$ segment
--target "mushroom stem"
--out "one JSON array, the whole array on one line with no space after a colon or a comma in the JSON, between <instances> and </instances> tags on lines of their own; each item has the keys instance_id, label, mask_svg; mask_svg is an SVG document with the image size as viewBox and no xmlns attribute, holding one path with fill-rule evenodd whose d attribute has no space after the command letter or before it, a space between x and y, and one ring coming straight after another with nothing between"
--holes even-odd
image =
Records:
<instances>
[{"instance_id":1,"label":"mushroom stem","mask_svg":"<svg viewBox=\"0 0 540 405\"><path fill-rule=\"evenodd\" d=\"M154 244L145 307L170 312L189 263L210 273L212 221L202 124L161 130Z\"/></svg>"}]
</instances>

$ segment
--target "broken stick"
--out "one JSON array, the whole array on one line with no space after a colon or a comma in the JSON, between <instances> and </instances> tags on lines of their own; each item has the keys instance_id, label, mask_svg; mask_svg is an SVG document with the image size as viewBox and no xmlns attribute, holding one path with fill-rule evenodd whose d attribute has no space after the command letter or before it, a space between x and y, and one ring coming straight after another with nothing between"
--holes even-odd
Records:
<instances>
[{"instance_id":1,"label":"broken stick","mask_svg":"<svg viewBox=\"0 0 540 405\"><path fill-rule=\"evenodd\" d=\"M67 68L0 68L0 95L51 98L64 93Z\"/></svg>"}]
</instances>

----

▶ **THE TASK**
Print every line of the material above again, unchanged.

▶ **SOLUTION FOR THIS TASK**
$ segment
--target "mushroom stem"
--out "one JSON array, the whole array on one line with no space after a colon or a comma in the JSON, between <instances> and </instances> tags on lines of their own; each item has the keys instance_id, label, mask_svg; mask_svg is an SVG document with the image size as viewBox and no xmlns attribute, holding one path with fill-rule evenodd whose d attribute has no space after the command letter or before it, a space between x and y, and one ring coming straight after another with nothing between"
--holes even-odd
image =
Records:
<instances>
[{"instance_id":1,"label":"mushroom stem","mask_svg":"<svg viewBox=\"0 0 540 405\"><path fill-rule=\"evenodd\" d=\"M154 244L145 307L170 312L189 263L210 273L212 221L202 124L161 130Z\"/></svg>"}]
</instances>

$ segment
--target "broken stick"
--out "one JSON array, the whole array on one line with no space after a colon or a comma in the JSON, between <instances> and </instances> tags on lines of their own; each item has the keys instance_id, label, mask_svg; mask_svg is an SVG document with the image size as viewBox and no xmlns attribute, holding one path with fill-rule evenodd whose d attribute has no space after the command letter or before it, a space between x and y, and one ring coming straight after another with nothing between"
--holes even-odd
Records:
<instances>
[{"instance_id":1,"label":"broken stick","mask_svg":"<svg viewBox=\"0 0 540 405\"><path fill-rule=\"evenodd\" d=\"M67 68L0 68L0 95L51 98L64 93Z\"/></svg>"}]
</instances>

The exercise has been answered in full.